EXERCISE REQUIREMENTS:
Change "terracotta" to "ceramic" in the stretch of data from its start through the line containing "[53,14,370,299]", and reproduce that stretch with everything else unchanged.

(Excerpts of labeled region data)
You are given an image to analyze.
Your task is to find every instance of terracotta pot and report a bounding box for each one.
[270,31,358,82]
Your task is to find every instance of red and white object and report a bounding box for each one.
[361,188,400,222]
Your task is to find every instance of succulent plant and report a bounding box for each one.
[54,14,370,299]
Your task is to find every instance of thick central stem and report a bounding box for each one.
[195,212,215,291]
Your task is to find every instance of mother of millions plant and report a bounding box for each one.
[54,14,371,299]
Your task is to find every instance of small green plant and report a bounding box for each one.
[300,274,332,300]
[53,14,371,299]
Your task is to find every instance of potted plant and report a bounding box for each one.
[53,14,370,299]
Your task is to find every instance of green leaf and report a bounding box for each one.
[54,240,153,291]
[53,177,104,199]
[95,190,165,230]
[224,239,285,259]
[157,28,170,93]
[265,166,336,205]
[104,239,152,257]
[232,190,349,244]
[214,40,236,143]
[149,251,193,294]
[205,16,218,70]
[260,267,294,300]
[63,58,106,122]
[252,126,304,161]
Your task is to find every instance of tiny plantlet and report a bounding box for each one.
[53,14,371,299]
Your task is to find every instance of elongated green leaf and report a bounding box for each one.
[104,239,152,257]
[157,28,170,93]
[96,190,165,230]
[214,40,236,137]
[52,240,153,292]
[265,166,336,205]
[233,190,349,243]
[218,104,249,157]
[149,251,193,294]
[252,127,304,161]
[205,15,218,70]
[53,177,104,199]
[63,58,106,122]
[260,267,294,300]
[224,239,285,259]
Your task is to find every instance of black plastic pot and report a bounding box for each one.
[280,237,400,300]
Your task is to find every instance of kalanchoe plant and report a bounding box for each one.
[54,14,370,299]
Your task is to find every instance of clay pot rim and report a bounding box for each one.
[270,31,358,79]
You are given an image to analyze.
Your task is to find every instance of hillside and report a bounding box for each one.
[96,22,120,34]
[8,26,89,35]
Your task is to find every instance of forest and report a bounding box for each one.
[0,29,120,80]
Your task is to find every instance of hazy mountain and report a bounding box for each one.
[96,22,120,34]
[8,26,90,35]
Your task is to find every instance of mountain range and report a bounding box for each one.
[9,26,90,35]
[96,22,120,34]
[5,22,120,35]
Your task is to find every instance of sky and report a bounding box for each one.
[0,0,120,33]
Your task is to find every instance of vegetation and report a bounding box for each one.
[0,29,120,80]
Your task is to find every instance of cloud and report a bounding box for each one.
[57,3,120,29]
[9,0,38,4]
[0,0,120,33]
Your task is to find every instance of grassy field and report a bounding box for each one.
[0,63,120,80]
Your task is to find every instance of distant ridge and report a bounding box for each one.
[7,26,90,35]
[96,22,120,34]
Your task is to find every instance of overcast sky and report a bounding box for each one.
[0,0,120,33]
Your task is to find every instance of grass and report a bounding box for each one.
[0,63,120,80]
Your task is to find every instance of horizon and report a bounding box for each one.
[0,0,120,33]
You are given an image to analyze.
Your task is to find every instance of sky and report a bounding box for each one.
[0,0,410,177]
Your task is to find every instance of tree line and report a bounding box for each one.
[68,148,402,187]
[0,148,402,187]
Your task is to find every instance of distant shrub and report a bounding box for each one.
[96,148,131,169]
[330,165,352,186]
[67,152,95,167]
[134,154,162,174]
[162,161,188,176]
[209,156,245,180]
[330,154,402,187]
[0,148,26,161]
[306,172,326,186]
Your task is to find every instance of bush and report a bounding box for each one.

ANSWER FOR THE TASK:
You are given an image to analyze.
Your task is to find every instance of ceramic pot and report a bounding box for each one.
[270,31,358,82]
Your task is to find every instance of red and white object and report a bounding box for each one.
[361,188,400,222]
Your task is to find every instance of succulent plant and report a bounding box for each one.
[54,14,370,299]
Your task is to find every instance of thick central stem and report a bounding box for each one.
[195,212,215,291]
Your task is to find every instance of mother of millions plant and report a bounding box for each one.
[54,14,371,299]
Your task is to find every instance of small green plant and report a bounding box for each one.
[300,274,332,300]
[53,14,371,299]
Your task is to find every instance of potted plant and report a bounding box for each one.
[53,14,370,299]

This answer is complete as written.